Extract provided:

Part of the problem today, says Rosenberg, is in restraining younger fishermen who are too young to remember what fishing was like in the 1960s or 1970s. One of his colleagues was once accosted by a fishermen in his 20s who was angry that bluefin tuna quotas were going to be lowered.
"He was screaming that there were more tuna out there than he'd ever seen in his life," Rosenberg recalled. "My friend listened for a while and said, 'Well, you're not very old.' "
But even in the 1850s, older fishermen were concerned that their sons and grandsons were unaware of the extent to which the fish populations had declined.
"There were petitions from fishermen – we have zillions of them – lamenting what was happening and demanding regulations," says Mr. Bolster. "We have people from each generation saying, basically, these young guys now don't know what fishing was like when it was good."

Data:
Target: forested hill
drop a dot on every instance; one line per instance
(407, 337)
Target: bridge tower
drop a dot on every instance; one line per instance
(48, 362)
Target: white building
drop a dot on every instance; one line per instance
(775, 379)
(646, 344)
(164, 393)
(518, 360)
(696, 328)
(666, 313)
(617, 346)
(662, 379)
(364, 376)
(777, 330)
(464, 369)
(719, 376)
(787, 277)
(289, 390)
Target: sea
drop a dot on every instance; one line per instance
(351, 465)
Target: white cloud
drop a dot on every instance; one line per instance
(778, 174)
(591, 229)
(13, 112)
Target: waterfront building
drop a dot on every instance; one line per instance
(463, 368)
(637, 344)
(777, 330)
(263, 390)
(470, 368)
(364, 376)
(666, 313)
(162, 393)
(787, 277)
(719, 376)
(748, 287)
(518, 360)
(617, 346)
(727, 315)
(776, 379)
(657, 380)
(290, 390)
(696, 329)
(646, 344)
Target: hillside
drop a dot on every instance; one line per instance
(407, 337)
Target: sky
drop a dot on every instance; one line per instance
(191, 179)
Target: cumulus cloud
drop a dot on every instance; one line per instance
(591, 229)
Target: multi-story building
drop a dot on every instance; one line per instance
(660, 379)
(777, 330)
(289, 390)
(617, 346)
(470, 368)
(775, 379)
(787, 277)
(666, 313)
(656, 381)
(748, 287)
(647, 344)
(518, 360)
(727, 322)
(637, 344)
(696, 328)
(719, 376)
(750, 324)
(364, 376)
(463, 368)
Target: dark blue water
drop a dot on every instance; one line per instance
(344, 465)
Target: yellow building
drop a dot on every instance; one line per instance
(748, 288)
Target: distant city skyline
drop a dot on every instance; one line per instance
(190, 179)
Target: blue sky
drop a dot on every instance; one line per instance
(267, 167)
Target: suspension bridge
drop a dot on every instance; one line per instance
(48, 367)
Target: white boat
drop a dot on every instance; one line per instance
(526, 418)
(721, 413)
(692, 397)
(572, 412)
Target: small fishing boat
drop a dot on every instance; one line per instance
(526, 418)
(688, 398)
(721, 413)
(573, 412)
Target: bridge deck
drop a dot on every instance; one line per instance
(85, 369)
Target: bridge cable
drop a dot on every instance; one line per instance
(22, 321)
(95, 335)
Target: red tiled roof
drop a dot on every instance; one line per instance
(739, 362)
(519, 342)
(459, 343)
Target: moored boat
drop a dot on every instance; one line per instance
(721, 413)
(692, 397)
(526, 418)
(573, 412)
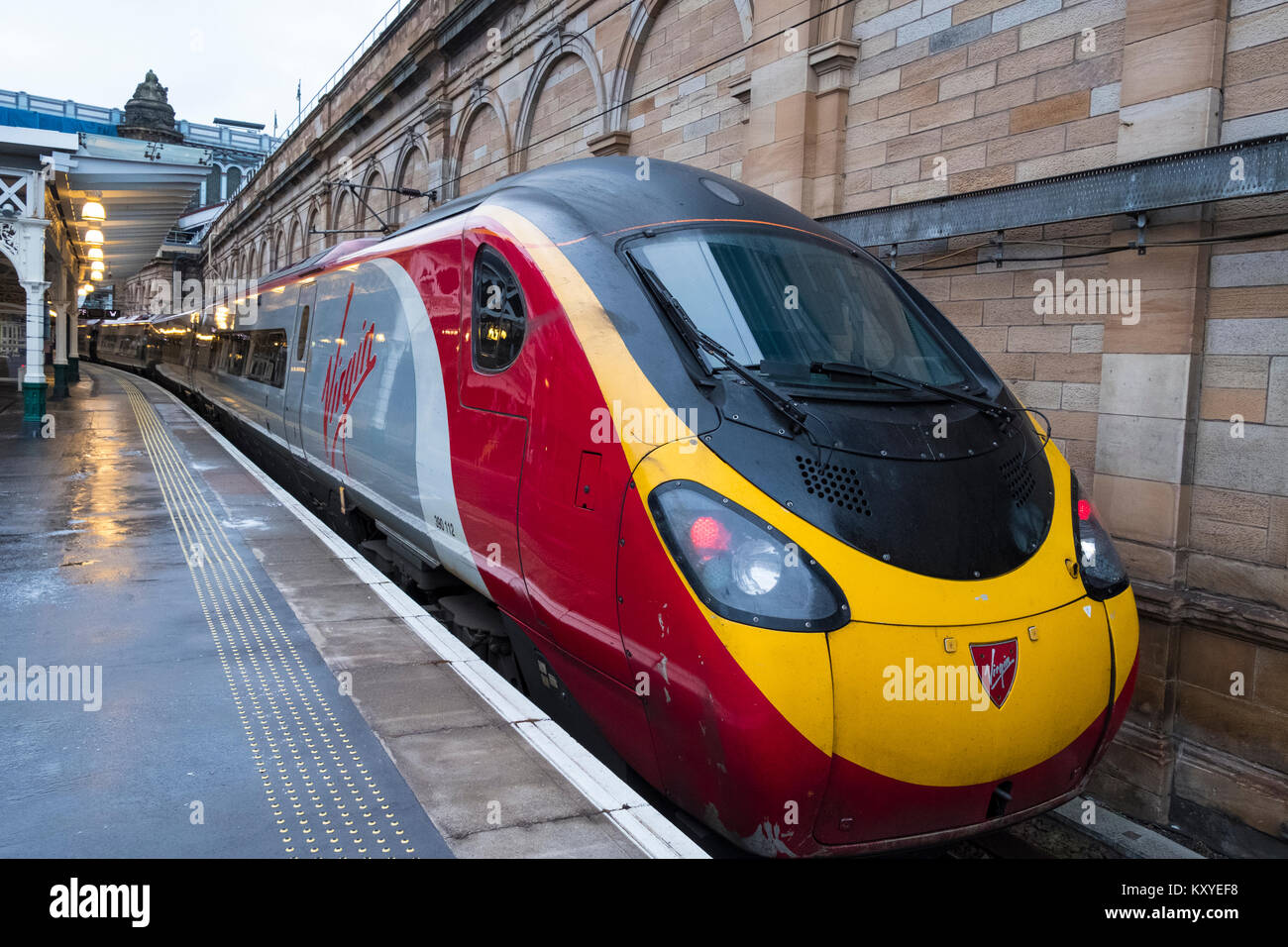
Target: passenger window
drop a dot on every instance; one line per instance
(304, 334)
(268, 357)
(498, 315)
(237, 346)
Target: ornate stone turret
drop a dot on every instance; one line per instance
(149, 115)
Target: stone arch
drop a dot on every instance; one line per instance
(553, 52)
(316, 222)
(643, 18)
(485, 171)
(376, 201)
(413, 172)
(343, 218)
(295, 243)
(278, 250)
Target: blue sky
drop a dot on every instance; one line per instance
(233, 58)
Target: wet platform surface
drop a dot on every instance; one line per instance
(261, 689)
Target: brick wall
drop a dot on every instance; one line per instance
(992, 93)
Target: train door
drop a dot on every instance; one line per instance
(297, 367)
(494, 388)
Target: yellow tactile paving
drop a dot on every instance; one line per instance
(322, 796)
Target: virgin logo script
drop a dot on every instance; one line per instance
(343, 384)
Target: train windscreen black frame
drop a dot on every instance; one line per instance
(784, 302)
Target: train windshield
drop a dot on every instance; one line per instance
(784, 303)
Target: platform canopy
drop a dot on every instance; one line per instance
(145, 187)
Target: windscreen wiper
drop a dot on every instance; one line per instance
(697, 339)
(892, 377)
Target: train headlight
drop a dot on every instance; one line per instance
(1103, 573)
(742, 567)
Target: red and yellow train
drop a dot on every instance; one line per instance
(745, 499)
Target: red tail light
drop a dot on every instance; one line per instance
(708, 535)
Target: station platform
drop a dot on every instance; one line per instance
(192, 665)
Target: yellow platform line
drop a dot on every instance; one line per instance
(275, 686)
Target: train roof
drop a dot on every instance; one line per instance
(610, 195)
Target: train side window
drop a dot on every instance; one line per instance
(498, 316)
(304, 334)
(267, 361)
(236, 348)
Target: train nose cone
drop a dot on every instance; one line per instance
(940, 728)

Work to do:
**A)** In the passage on fishermen and declining fish populations, the young fisherman who confronted Rosenberg's colleague was angry about lowered quotas for which fish?
**B)** Extend the passage on fishermen and declining fish populations, picking up right after its final sentence.

In response:
**A)** Bluefin tuna.

**B)**
And even back then, fishermen's warnings about the destructive power of new technology went unheeded. In the 1850s, Swampscott, Mass., hand-line fishermen begged state legislators to outlaw new long lines that used hundreds of hooks rather than one or two. They warned that otherwise cod and haddock would become as "scarce as salmon."
For researchers like Leavenworth, such stories make the hunt for logbooks more than an academic enterprise. Understanding fish population trends is important, but so is telling the vivid tales found in these aging books.
"You just tell these stories to someone and they immediately get the picture," says historian Karen Alexander, who coordinates the project. "They get in their minds what real abundance looks like and what these ecosystems can really do – and then they want that."